>> begin Material

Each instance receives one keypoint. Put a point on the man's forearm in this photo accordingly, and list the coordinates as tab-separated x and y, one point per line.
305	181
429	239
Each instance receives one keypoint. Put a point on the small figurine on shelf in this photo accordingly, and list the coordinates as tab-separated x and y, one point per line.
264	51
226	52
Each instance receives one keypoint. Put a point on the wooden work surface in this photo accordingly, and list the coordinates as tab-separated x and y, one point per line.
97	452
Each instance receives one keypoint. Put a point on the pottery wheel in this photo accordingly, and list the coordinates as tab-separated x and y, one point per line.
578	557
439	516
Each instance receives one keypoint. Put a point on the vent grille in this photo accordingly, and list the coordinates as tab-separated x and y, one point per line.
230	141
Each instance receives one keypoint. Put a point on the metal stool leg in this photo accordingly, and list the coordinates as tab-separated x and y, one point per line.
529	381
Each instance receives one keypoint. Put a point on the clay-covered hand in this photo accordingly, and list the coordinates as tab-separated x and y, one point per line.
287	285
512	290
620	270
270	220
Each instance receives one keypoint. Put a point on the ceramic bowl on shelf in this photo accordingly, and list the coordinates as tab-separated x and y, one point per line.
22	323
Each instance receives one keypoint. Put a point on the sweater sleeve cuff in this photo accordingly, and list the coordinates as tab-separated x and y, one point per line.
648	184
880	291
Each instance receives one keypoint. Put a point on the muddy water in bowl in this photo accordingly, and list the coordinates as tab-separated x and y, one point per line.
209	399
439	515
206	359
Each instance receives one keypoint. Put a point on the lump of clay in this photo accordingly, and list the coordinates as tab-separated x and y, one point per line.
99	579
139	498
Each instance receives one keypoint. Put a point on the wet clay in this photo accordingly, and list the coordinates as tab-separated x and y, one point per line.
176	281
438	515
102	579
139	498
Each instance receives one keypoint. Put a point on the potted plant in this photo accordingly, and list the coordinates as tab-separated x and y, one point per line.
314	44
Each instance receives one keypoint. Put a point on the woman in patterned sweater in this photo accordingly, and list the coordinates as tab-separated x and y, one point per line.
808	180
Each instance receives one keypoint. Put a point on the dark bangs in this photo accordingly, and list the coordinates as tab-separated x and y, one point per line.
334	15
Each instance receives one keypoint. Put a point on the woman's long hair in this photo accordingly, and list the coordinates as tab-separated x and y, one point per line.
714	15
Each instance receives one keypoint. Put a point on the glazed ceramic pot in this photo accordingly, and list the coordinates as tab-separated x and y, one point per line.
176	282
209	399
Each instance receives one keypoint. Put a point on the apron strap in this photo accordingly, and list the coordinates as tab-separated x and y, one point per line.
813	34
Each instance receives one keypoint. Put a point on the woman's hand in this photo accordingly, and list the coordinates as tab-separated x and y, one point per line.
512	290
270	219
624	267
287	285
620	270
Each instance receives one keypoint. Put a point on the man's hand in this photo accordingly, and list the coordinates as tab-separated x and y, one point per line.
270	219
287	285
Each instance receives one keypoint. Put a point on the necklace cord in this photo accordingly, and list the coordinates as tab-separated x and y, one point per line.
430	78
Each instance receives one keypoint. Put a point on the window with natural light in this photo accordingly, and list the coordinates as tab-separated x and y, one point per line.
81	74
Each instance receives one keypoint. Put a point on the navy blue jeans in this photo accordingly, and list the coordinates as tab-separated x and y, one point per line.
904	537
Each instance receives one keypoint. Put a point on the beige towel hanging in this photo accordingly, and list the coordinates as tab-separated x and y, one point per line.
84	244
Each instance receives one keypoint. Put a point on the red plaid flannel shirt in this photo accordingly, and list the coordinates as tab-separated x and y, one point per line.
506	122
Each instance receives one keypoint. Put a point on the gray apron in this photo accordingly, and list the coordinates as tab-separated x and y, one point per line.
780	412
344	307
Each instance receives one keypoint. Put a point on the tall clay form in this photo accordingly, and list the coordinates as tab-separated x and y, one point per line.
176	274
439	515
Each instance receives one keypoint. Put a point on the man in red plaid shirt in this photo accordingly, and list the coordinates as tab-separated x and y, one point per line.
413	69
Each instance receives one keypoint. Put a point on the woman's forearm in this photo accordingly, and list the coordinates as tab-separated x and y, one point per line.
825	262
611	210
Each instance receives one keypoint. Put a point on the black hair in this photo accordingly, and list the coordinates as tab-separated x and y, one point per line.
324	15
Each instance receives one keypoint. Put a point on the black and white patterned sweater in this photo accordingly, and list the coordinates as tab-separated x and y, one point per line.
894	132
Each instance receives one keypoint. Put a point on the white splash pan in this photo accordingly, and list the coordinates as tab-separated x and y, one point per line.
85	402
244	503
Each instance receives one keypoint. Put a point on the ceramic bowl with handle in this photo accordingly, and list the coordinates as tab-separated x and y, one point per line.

>> end Material

Direction ▸ Copy out the full listing exactly.

Answer to the task ▸
Each instance receives one keypoint. Put a point on the man's forearm in this photo accordingly, and list the coordinates as tab-separated x and y, one point per line.
305	181
429	239
Each instance receives one keypoint. Put a point on the small figurine on shelf in this photo accordingly, and list the coordinates as tab-separated x and y, one point per line.
264	51
226	52
Each instance receives one keypoint. Put a point on the wooden work surface in this photo accordingly, and list the coordinates as tab-separated x and y, one point per line.
97	452
Each instance receives one keypoint. Put a point on the pottery wheel in this photo accordingly, and list the coordinates as tab-separated x and y, one point per line.
578	557
439	516
Each instance receives one keypoint. Put a point on the vent grille in this photo accordingly, and list the coordinates as tab-separated x and y, one point per line.
230	141
Each instance receives one keypoint. Put a point on the metal stool leg in this photo accordingly, and list the coordinates as tab-separated x and y, one point per line.
529	381
Each instance receives one keypoint. Put a point on the clay-covered hand in this photo accordingly, and list the coordinates as tab-separated x and y, one point per line.
287	285
512	290
620	270
270	220
Each instance receives one keypoint. Put a point on the ceramic bowl on shelf in this photo accordingly, and list the coordinates as tab-separated x and y, one point per line.
22	323
Each instance receives one keypoint. Put a point on the sweater sleeve cuff in this photo accordingly, and list the coordinates as tab-separated x and y, one point per line.
648	184
880	291
Each instance receives one keypoint. Put a point on the muddy water in bowl in this photo accordingly, and list the coordinates as tab-separated x and y, one point per line.
209	399
439	515
206	359
Each instance receives one keypoint. Put a point on the lump of clay in this photo accordingly, and list the coordinates as tab-separated x and y, one point per line.
99	579
139	498
Each instance receives one keypoint. Put a point on the wet clay in this photo accordingly, and list the coordinates as tab-separated x and y, one point per line.
176	281
438	515
102	579
139	498
Each instance receives one keypoint. Put a point on the potted plant in this photo accordingly, and list the coordinates as tab-separated x and y, one point per line.
314	44
Each instance receives one keypoint. Put a point on the woman in patterned sweater in this photo accordingly, and list the coordinates as tab-separated x and y, one point per line.
808	180
Each instance receives one keypoint. Put a point on the dark bangs in this photo accordingly, and list the coordinates as tab-separated x and y, one point per line.
334	15
Each instance receives one keypoint. Put a point on the woman's long hair in this photo accordingly, and list the coordinates as tab-separated x and y, one point per line.
714	15
Each instance receives one keypoint. Put a point on the glazed ceramic pot in this photo accordingly, and list the coordinates as tab-separated x and y, one point per line.
176	282
209	399
Each instance receives one keypoint. Put a point on the apron strap in this photo accordingly, and list the coordinates as tab-separated x and y, one point per line.
813	34
Each instance receives one keypoint. Put a point on the woman's hand in this photo accordingly, and list the coordinates as tab-separated x and y, one point per line.
512	290
270	219
624	267
287	285
620	270
Each instance receives one keypoint. Put a point on the man's hand in this photo accordingly, and list the coordinates as tab-separated x and y, one point per line.
270	219
287	285
Each instance receives one keypoint. Put a point on the necklace cord in this photo accordingly, and list the coordinates as tab-separated x and y, one point per line.
430	78
Each instance receives one keypoint. Put a point on the window with natural light in this photo accordingly, and list the coordinates as tab-separated x and y, one point per line.
81	74
Each instance receives one keypoint. Put a point on the navy blue jeans in this photo accordingly, and list the coordinates as tab-separated x and y, one point per line.
904	537
Each instance receives one keypoint. Put a point on the beige towel hanging in this photo accordingly, and list the coordinates as tab-separated x and y, one point per line.
84	244
Each instance receives one keypoint. Put a point on the red plaid flannel shirt in this photo accordingly, and list the coordinates as tab-separated x and y, one point per line.
506	122
Each instance receives one keypoint. Put a point on the gray apron in this photo accordingly, and list the coordinates as tab-separated x and y, one point per line.
780	412
344	307
Each instance receives one keypoint. Put a point on the tall clay form in this photo accordingly, and list the coordinates as tab-separated x and y, one point per line.
176	274
439	515
Each instance receives one keypoint. Put a point on the man in red plaid shirt in this photo accordingly, and list the coordinates as tab-separated x and y, one point per line.
413	69
Each instance receives one keypoint. Put a point on the woman's forearm in this photo accordingly, and list the coordinates as tab-separated x and y, one point per line.
825	262
611	210
Each instance receives one keypoint. Put a point on the black hair in this photo accordingly, and list the coordinates as tab-separated x and y, one point per line.
324	15
Each instance receives one keypoint. Put a point on the black and white patterned sweater in this photo accordingly, and list the coordinates as tab-separated x and y, one point per line.
894	132
Each instance receives one keypoint. Put a point on the white splash pan in this photo accordingly, and list the coordinates as tab-separated x and y, one point per line.
85	402
244	503
Each instance receives one keypoint. Put a point on the ceramic bowl with handle in this photo accordingly, and list the coordinates as tab-separated x and y, one point per line.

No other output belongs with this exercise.